> **TEXT EXCERPT**:
Comment by W. — July 28, 2008 @ 12:33 pm
Sorry, I completely forgot to come back and check for responses to what I wrote, so I may be too late.
In response to me writing, “If man by his very nature is ordered towards the supernatural, then God has the moral obligation to offer it to him,” you object with the famous quote from St. Augustine’s Confessions, and the quote from the CCC about our ordination to eternal life, etc. I obviously agree that man’s nature is de facto ordered towards the beatific vision. But he is not “by his very nature” ordered towards the beatific vision, which is what I said. In other words man’s nature is not necessarily ordered towards the beatific vision, and God could have simply ordered him to a natural happiness.
In regards to Gaudium et Spes, etc., I admit that man is “mysterious” in the non-theological sense of the word. He is very hard to comprehend, especially with our fallen intellects. However, it is not impossible of its nature for the nature of man to be fully understood by the human intellect. If it were impossible in that manner then the power of the human intellect would not be proportioned to human nature, or, in other words, the nature of man would be a higher level of being than the human intellect. That doesn’t make sense, because they’re both human. Also truth is a transcendental, which means that it is being, under the aspect of intelligibility. So, if something surpasses us in its intelligibility or ability to be understood, then it is, in its being, superior to us ( or above our nature). The statement from GS can be taken in many ways, and can easily be reconciled with what I’m saying.
Also, I understand that de Lubac affirmed the gratuity of grace, but for him to do so makes no sense. He maintained that the nature of man is necessarily in pursuit of an end that it cannot obtain without the special assistance of God’s grace. He must have maintained that God is not cruel. So, God has the moral obligation of giving grace to us. I know he denied that this follows, but his arguments are as weak as can be.

> **DATA SUPPLIED**:
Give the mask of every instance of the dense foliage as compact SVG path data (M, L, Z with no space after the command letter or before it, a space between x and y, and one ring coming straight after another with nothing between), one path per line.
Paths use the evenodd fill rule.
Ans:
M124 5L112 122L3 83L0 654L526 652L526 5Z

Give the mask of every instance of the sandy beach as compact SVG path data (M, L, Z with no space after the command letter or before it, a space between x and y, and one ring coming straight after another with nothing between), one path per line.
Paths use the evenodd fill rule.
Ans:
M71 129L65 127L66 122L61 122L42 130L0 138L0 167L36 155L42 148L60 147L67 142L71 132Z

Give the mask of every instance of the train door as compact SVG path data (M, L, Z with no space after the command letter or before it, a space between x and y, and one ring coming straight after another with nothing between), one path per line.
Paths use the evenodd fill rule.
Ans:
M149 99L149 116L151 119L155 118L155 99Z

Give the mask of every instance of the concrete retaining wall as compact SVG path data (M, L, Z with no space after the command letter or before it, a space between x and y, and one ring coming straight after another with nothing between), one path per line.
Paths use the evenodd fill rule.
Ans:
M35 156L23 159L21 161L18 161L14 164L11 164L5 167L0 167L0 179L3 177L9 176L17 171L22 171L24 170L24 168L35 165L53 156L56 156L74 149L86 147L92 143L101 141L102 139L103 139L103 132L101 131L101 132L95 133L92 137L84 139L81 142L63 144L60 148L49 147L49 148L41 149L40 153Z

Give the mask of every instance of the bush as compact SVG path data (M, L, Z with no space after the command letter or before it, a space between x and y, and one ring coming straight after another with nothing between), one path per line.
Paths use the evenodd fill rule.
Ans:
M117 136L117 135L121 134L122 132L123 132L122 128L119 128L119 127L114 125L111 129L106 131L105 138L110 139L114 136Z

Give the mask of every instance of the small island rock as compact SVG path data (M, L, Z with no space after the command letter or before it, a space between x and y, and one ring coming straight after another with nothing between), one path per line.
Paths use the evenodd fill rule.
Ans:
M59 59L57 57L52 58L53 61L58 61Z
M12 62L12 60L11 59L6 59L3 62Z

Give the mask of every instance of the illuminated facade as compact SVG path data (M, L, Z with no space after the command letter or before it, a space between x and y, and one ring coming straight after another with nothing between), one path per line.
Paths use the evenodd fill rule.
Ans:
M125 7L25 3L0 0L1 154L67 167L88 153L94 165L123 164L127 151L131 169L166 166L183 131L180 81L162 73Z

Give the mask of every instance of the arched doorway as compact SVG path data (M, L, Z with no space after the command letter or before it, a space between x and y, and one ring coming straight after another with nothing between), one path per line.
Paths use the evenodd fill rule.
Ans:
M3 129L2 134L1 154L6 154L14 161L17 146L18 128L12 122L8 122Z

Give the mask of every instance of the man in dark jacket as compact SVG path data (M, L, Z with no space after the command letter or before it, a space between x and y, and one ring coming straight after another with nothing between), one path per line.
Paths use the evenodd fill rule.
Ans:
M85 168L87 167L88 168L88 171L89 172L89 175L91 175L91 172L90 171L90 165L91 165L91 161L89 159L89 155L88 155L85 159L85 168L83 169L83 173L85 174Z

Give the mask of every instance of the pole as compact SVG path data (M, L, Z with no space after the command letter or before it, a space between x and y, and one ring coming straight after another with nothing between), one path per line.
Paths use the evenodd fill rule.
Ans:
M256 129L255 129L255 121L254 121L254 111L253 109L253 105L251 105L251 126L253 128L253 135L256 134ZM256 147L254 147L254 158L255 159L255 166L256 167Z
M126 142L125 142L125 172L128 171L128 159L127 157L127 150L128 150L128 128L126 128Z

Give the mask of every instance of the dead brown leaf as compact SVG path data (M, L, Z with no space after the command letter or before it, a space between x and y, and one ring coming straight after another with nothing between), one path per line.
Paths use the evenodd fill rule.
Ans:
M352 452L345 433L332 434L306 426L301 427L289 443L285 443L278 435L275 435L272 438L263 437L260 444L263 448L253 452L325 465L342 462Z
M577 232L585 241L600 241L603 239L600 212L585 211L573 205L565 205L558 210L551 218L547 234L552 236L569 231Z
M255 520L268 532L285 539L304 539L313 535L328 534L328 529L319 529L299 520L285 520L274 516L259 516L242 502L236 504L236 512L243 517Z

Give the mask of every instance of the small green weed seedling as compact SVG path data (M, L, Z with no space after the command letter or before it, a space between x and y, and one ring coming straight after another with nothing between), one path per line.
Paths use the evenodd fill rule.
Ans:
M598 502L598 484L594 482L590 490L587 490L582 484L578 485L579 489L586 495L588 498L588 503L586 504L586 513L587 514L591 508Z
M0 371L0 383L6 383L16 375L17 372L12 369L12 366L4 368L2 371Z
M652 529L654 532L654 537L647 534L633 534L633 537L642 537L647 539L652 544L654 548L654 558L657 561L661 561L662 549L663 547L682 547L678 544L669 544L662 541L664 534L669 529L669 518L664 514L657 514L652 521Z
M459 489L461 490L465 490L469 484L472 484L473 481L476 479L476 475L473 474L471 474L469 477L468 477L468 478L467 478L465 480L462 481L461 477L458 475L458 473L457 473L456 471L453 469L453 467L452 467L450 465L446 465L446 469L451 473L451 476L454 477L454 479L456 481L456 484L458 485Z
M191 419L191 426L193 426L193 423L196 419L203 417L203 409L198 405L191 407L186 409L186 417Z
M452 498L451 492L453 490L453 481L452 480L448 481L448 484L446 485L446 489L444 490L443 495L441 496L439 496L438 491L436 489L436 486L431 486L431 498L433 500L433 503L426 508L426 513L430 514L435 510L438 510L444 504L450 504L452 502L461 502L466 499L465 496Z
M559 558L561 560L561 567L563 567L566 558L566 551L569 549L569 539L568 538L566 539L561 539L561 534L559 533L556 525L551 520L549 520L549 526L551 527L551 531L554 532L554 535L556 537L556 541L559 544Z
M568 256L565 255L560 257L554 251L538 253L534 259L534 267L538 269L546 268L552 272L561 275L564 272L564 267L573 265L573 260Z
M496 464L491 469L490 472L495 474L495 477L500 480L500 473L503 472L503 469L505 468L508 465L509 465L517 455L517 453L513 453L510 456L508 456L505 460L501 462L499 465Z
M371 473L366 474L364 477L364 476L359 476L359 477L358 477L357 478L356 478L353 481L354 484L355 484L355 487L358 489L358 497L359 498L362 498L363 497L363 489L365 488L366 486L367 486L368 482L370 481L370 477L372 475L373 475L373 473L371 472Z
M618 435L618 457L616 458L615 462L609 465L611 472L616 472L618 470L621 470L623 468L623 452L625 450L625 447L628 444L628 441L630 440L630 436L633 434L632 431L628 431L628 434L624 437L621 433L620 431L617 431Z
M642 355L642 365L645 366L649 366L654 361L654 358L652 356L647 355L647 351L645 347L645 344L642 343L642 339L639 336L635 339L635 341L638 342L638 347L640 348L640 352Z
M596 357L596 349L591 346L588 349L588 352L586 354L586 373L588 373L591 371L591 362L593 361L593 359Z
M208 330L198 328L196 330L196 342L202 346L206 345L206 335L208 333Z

> **WORK TO COMPLETE**:
Answer these about the comment above:
1. From which work of St. Augustine does the famous quote come?
2. What kind of thing does the comment call truth, and how does it define that term?
3. Who is said to have affirmed the gratuity of grace?

> **RESULT OF THE EXERCISE**:
1. The Confessions.
2. Truth is a transcendental, meaning it is being under the aspect of intelligibility.
3. De Lubac.